All lines from the line containing "rearview mirror as a single point per instance." up to and including the last line of the listing below should be echoed exactly; no other lines belong in the response.

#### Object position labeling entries
(begin)

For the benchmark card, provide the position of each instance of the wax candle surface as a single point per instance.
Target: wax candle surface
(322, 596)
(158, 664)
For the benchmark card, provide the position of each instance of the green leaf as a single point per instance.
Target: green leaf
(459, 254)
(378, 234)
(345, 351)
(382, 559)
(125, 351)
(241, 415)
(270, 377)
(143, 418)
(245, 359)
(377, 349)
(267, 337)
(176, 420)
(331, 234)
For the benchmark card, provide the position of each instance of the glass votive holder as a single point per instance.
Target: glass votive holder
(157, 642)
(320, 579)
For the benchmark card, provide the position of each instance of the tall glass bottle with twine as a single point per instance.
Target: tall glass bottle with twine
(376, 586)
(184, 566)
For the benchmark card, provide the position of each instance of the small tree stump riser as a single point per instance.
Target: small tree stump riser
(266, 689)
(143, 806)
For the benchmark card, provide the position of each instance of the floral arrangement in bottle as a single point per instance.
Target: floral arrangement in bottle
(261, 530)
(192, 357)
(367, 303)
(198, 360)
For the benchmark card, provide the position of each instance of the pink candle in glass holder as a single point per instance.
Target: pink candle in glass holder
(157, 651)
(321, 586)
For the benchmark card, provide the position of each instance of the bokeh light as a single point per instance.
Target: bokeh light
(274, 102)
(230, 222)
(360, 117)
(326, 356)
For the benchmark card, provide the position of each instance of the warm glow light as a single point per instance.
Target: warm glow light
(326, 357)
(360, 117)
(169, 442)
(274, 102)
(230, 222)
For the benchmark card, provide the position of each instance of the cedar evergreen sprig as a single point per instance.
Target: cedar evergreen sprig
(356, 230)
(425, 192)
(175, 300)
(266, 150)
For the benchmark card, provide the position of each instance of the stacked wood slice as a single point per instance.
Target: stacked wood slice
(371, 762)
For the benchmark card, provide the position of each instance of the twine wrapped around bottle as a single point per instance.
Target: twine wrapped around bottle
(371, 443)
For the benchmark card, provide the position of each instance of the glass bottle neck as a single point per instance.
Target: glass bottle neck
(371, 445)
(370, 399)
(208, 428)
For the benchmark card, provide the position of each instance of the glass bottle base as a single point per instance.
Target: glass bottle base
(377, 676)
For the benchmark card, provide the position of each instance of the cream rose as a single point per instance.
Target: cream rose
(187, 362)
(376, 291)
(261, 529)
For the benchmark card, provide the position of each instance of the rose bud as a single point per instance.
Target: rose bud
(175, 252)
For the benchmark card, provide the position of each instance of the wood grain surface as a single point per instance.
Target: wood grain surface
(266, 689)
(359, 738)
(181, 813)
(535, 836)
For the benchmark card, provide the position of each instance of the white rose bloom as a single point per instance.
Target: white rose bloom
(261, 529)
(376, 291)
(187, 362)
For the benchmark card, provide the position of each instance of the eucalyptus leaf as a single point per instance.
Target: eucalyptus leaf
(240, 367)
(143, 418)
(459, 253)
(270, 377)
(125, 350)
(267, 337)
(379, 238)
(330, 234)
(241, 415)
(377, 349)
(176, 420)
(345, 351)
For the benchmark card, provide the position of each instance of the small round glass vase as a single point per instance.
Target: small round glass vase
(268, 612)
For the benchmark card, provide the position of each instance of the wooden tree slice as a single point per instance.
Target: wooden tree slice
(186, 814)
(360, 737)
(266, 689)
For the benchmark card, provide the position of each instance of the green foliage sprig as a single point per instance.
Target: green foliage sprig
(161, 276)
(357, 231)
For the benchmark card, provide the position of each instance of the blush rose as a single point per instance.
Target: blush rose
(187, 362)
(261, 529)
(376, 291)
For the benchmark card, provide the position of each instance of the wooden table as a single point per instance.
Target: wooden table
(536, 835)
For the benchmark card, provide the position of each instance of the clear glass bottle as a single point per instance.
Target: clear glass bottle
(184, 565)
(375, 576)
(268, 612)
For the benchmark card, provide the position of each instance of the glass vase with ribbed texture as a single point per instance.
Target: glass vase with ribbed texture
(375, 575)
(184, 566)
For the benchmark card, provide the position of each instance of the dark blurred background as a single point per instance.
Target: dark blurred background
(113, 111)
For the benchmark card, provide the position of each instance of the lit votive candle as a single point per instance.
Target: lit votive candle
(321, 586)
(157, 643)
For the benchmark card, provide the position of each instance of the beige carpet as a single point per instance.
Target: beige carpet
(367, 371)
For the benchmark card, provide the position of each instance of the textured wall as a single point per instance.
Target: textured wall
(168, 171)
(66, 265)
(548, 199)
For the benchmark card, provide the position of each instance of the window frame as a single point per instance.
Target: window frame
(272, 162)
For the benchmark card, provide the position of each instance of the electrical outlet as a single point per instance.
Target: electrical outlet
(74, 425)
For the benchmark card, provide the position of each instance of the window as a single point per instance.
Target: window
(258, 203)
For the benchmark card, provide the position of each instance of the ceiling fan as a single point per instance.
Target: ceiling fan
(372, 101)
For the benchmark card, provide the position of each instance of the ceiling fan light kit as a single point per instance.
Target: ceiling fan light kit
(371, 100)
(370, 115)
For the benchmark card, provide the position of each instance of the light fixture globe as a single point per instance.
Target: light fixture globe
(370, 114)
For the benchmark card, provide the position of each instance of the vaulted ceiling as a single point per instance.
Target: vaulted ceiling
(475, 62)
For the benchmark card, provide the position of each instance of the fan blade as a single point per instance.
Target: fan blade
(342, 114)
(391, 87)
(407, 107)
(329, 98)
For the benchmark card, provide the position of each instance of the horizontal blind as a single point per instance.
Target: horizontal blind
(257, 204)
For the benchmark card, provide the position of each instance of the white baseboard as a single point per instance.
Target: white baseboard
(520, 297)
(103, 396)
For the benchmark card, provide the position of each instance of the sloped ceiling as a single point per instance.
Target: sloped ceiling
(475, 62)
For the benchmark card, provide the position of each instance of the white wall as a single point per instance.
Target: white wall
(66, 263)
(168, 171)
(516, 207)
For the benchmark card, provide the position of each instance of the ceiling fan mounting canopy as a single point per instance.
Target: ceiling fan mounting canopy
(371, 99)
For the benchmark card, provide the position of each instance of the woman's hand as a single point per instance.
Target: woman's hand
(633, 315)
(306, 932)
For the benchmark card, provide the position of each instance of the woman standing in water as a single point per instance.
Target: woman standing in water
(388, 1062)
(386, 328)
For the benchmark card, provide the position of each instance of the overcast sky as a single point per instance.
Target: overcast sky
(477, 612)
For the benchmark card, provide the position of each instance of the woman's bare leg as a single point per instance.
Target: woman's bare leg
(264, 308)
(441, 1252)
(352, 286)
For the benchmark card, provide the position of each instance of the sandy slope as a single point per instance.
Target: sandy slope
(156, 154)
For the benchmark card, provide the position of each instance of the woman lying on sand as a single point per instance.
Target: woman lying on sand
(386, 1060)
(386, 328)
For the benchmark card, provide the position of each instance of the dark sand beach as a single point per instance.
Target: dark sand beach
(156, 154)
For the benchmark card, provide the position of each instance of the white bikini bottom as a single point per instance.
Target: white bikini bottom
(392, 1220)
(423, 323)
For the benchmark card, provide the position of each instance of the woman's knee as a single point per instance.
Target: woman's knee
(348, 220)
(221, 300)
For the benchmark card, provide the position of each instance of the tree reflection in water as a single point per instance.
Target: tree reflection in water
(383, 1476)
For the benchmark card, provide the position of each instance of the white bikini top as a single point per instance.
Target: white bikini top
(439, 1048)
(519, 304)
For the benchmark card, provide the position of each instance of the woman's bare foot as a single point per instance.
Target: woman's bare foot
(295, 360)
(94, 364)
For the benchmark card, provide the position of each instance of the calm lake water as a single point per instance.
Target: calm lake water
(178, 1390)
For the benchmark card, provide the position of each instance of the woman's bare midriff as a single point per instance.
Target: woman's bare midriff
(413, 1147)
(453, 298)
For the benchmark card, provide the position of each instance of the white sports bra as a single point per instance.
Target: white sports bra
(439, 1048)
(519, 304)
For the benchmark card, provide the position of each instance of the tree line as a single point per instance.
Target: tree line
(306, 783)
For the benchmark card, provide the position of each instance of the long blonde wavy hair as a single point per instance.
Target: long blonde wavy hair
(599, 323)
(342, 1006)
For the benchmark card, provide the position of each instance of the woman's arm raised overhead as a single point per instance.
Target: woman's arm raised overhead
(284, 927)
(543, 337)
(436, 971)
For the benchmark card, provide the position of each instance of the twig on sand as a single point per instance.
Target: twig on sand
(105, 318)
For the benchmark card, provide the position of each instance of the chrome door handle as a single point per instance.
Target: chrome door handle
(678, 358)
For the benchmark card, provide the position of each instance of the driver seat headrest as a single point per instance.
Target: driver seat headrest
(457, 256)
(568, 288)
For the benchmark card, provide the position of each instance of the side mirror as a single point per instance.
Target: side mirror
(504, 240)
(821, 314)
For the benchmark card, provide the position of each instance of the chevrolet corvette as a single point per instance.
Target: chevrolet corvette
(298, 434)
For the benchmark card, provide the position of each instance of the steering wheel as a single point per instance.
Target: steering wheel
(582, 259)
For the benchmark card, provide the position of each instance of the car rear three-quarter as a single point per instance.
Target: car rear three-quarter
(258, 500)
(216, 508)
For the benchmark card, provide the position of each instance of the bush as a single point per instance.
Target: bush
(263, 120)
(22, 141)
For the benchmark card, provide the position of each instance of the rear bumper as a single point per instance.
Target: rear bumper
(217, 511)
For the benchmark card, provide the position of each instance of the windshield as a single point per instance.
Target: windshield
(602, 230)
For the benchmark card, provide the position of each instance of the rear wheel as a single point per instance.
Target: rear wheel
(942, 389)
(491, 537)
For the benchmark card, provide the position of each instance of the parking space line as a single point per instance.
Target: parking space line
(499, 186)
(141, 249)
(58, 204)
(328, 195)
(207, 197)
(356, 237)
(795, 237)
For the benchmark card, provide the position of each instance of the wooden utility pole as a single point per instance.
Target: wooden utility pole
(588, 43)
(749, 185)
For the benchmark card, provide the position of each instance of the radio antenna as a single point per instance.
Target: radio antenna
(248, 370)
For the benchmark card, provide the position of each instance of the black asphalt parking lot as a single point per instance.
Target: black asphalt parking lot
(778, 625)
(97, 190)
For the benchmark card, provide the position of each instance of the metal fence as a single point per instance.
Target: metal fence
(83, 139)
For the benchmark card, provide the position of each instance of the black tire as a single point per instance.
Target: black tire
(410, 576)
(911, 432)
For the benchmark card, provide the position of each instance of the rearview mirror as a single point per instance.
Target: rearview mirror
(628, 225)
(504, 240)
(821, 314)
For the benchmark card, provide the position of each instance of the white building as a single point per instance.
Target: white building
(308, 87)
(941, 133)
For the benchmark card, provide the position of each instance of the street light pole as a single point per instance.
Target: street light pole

(end)

#### Correct response
For the benchmark card, provide the position of each instance of the rearview mirror as a single point per instance.
Target: rearview mirror
(628, 225)
(504, 240)
(821, 314)
For the benchmark card, provide the position of each instance of the white building as a single point per instance.
Target: white building
(308, 87)
(941, 133)
For the benchmark card, provide the position of each instance of the street light pole as a single point per instance.
Target: street light pole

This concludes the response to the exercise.